» Exercise:
Which lines in the listing below contain the word "black"? Return each of them in full.

□ □ □

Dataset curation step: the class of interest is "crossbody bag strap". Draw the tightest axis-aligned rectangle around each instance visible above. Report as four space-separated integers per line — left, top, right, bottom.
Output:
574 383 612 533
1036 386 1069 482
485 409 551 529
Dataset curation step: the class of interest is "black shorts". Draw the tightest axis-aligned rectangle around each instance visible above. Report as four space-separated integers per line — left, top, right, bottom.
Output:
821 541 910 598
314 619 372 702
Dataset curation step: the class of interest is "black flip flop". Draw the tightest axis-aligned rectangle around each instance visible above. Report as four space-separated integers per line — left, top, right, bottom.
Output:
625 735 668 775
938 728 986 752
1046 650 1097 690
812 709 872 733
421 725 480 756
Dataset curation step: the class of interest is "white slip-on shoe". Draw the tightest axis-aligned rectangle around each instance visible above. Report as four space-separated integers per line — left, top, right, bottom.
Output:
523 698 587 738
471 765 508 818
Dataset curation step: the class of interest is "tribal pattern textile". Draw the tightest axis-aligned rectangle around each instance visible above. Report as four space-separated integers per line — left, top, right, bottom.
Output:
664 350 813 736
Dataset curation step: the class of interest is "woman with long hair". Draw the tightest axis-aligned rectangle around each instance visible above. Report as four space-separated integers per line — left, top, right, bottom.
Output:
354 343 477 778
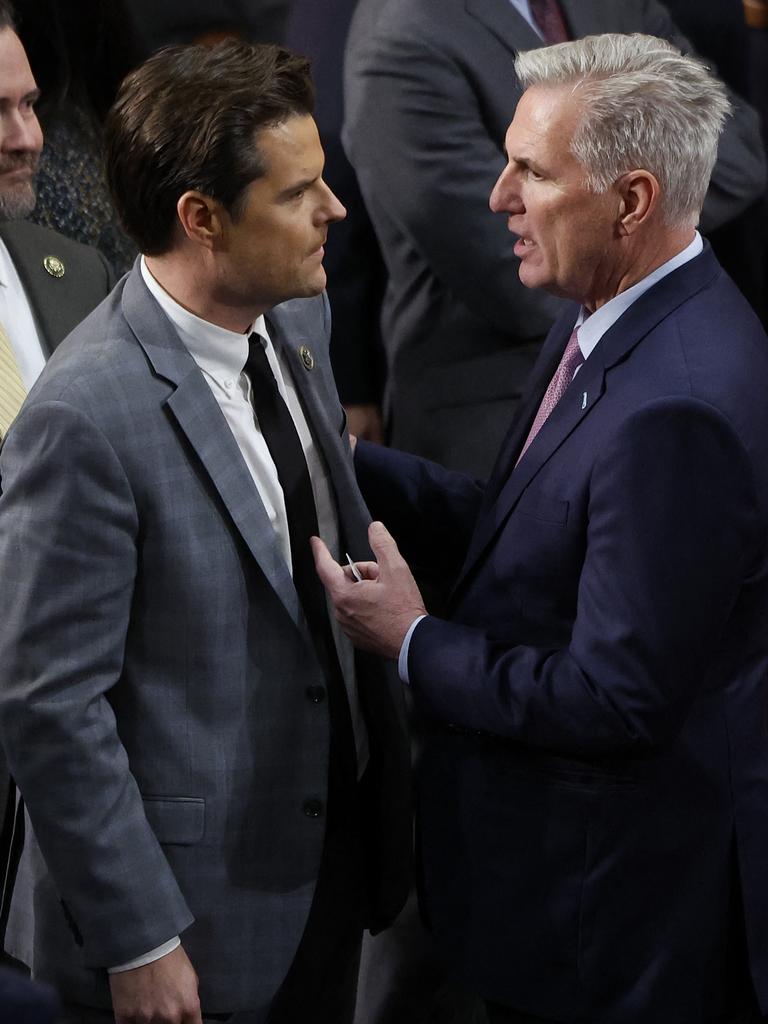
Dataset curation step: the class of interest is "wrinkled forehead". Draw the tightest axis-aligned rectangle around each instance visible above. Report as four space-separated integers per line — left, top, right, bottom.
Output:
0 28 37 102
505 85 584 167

□ □ □

» Final result:
Dataset curation step: the class of interest is "black shorts". Draw the tightest axis-aligned rectangle around each instance visible above. Report as four space-separated integers per line — left, top, right, bottom.
Dataset curation step: the class of interest is "black flip flop". Draw the tightest axis-aligned rectangle around each instance visible above. Report as four space-separated integers per line — left, top, right, bottom.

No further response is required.